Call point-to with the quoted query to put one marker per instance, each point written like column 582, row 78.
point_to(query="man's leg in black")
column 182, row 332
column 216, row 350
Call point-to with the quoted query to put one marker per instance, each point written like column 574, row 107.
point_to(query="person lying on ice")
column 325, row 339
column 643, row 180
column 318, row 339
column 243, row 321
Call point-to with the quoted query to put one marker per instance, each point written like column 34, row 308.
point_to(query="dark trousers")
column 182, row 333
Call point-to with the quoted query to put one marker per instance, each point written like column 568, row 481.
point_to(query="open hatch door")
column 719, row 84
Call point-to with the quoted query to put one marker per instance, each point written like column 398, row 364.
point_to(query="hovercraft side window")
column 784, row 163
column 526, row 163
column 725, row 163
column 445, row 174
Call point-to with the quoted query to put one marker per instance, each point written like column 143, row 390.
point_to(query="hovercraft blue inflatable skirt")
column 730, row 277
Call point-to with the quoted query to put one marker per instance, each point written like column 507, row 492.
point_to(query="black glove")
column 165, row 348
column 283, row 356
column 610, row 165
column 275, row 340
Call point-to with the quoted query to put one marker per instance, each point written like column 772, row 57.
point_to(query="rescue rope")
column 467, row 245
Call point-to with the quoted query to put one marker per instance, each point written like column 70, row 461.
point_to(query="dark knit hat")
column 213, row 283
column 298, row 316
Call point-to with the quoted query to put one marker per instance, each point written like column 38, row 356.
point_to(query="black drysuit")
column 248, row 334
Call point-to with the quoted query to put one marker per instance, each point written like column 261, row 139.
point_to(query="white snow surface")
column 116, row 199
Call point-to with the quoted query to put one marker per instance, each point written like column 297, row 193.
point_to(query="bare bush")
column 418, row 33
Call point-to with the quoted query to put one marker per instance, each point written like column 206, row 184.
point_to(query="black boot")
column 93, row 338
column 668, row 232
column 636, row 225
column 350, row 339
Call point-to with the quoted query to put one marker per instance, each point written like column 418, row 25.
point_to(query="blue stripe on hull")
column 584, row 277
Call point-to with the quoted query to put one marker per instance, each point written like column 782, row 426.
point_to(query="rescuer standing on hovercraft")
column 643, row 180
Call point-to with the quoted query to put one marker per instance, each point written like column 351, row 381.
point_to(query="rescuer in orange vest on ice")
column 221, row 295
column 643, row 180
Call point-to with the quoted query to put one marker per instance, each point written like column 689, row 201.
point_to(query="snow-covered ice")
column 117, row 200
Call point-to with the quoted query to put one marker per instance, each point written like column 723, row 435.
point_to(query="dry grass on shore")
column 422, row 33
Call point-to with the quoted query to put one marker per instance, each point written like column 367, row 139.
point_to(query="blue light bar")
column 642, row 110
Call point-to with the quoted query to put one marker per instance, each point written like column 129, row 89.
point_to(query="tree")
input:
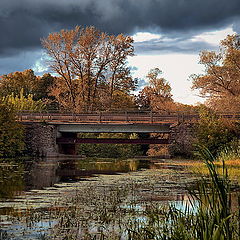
column 15, row 82
column 23, row 103
column 89, row 62
column 157, row 95
column 213, row 132
column 221, row 81
column 26, row 83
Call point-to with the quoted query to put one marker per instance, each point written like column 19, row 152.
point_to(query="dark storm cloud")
column 177, row 45
column 24, row 22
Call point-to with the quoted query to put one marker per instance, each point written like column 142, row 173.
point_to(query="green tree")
column 11, row 132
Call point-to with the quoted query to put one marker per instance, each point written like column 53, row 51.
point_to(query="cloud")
column 24, row 22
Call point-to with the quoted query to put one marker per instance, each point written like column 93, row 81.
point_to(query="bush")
column 213, row 132
column 11, row 132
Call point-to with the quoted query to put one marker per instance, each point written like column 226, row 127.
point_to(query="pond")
column 50, row 198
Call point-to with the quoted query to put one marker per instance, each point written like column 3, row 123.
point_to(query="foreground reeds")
column 115, row 211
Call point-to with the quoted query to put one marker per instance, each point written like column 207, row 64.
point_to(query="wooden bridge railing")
column 108, row 117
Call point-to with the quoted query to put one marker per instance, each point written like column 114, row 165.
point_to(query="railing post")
column 151, row 116
column 126, row 115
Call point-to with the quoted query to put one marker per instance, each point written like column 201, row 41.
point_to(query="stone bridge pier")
column 41, row 138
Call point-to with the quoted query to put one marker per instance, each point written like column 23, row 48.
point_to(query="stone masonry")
column 40, row 139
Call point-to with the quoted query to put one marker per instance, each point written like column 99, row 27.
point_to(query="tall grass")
column 211, row 219
column 116, row 212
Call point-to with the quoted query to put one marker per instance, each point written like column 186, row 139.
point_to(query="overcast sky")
column 168, row 34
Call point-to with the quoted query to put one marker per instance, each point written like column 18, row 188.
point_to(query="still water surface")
column 34, row 193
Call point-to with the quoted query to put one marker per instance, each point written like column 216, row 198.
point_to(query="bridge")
column 67, row 125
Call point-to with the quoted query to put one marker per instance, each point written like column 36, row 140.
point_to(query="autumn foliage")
column 92, row 68
column 221, row 81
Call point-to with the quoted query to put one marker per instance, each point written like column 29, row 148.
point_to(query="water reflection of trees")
column 11, row 179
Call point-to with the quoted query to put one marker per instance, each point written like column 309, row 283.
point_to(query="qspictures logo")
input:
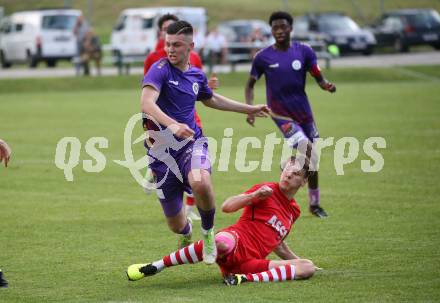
column 345, row 151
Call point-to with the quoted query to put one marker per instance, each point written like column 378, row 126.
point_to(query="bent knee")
column 304, row 269
column 225, row 243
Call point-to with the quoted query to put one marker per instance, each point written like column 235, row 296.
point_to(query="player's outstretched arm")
column 249, row 96
column 223, row 103
column 284, row 252
column 316, row 73
column 148, row 105
column 234, row 203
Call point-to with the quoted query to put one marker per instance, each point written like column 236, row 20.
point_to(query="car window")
column 333, row 23
column 120, row 24
column 19, row 27
column 392, row 24
column 59, row 22
column 424, row 19
column 6, row 28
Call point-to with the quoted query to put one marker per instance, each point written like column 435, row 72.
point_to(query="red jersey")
column 264, row 225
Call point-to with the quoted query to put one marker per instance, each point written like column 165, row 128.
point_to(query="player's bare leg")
column 279, row 270
column 201, row 185
column 191, row 254
column 187, row 255
column 191, row 212
column 181, row 225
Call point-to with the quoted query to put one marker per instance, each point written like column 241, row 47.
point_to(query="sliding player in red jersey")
column 269, row 212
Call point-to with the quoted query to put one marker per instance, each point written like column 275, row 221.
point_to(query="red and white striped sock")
column 191, row 254
column 282, row 273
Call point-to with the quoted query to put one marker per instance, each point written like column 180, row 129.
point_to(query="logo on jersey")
column 195, row 88
column 287, row 128
column 296, row 65
column 278, row 226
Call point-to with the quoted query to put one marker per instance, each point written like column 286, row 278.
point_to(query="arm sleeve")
column 253, row 189
column 257, row 67
column 155, row 76
column 205, row 92
column 195, row 60
column 310, row 57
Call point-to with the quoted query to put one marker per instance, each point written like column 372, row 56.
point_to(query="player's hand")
column 181, row 130
column 328, row 86
column 5, row 152
column 213, row 82
column 263, row 192
column 250, row 119
column 259, row 110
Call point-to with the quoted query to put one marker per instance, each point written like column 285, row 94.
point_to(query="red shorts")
column 242, row 260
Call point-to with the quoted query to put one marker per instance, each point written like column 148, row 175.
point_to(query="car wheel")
column 51, row 63
column 32, row 60
column 400, row 46
column 3, row 62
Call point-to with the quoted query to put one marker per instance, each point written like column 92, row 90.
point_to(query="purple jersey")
column 178, row 91
column 285, row 73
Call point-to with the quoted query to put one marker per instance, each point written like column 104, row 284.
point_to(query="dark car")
column 402, row 29
column 337, row 29
column 244, row 37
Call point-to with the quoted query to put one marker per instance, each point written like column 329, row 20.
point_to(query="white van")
column 135, row 33
column 34, row 36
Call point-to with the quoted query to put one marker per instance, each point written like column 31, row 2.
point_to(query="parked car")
column 35, row 36
column 244, row 37
column 337, row 29
column 402, row 29
column 136, row 34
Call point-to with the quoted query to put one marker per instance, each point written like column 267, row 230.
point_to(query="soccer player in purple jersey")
column 181, row 161
column 285, row 65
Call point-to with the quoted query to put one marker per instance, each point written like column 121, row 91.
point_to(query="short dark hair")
•••
• AIM OF THE TASK:
Please give again everything in the items from the line that contains "38, row 356." down to the line that contains "column 418, row 33", both of those lines included, keeping every line exactly as it appears.

• REPLY TO THE TASK:
Call point-to with the quoted query to put one marker per instance, each point written like column 38, row 356.
point_to(query="black drysuit")
column 248, row 334
Call point-to with the quoted query to put one marker per instance, each point written like column 261, row 139.
point_to(query="white snow surface")
column 116, row 199
Call point-to with the quoted query to put one marker per instance, each point written like column 297, row 193.
point_to(query="bare bush")
column 418, row 33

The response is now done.